## THE TASK
Convert the records, starting at their first line and going on through the line containing "box: [3, 42, 43, 63]", into a JSON list of strings with one string per line and blank lines omitted.
=====
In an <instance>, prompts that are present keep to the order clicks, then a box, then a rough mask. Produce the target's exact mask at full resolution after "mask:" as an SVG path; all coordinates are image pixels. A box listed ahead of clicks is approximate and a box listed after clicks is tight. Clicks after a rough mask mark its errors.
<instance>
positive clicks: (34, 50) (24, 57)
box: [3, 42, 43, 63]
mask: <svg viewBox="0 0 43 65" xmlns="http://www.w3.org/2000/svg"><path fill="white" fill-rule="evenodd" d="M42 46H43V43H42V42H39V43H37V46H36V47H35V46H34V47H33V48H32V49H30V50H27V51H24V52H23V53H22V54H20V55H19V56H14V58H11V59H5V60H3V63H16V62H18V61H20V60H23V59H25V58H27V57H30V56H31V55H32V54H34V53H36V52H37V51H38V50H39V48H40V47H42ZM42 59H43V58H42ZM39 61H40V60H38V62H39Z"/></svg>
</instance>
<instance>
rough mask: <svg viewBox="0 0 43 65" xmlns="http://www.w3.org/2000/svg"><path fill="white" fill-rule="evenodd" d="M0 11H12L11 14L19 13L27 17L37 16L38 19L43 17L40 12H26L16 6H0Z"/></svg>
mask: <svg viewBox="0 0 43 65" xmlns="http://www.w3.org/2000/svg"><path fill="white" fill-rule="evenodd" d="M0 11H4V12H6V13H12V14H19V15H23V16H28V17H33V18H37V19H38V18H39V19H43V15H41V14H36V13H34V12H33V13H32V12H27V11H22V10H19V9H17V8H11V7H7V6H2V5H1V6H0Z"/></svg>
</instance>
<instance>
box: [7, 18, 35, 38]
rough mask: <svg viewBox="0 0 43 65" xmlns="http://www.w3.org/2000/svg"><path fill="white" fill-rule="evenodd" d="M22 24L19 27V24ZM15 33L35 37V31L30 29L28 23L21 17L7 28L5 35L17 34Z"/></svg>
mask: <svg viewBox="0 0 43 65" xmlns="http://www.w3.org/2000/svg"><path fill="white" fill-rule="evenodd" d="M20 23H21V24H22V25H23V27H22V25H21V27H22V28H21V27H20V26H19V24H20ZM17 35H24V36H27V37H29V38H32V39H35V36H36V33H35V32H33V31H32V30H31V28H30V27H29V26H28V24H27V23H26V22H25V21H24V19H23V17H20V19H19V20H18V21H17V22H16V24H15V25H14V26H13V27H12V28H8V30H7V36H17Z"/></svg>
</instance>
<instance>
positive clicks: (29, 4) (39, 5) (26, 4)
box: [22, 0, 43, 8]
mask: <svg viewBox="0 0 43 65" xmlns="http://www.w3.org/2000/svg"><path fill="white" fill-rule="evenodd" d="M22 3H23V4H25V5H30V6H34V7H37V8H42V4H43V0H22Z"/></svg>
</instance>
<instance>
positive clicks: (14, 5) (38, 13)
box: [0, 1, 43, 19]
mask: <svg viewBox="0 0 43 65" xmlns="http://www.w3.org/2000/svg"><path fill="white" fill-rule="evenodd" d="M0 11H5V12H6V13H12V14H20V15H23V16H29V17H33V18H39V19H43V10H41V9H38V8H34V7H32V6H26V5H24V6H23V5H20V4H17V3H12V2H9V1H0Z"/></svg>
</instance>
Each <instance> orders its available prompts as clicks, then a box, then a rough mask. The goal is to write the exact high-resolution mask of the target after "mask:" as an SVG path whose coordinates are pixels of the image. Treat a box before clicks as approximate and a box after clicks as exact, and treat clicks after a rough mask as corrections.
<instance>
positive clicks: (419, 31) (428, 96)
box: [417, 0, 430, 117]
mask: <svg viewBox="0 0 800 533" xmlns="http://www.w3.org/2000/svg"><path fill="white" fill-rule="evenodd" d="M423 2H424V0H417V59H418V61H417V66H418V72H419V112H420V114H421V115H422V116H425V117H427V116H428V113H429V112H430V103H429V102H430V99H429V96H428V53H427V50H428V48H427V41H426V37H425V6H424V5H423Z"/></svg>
=====
## OUTPUT OF THE EXERCISE
[
  "In an <instance>, prompts that are present keep to the order clicks, then a box, then a rough mask. Produce the target's exact mask at full resolution after \"mask:\" as an SVG path; all coordinates are image pixels. A box listed ahead of clicks is approximate and a box listed after clicks is tight. Clicks after a rough mask mark its errors.",
  "<instance>",
  "positive clicks: (34, 50) (24, 57)",
  "box: [3, 42, 43, 63]"
]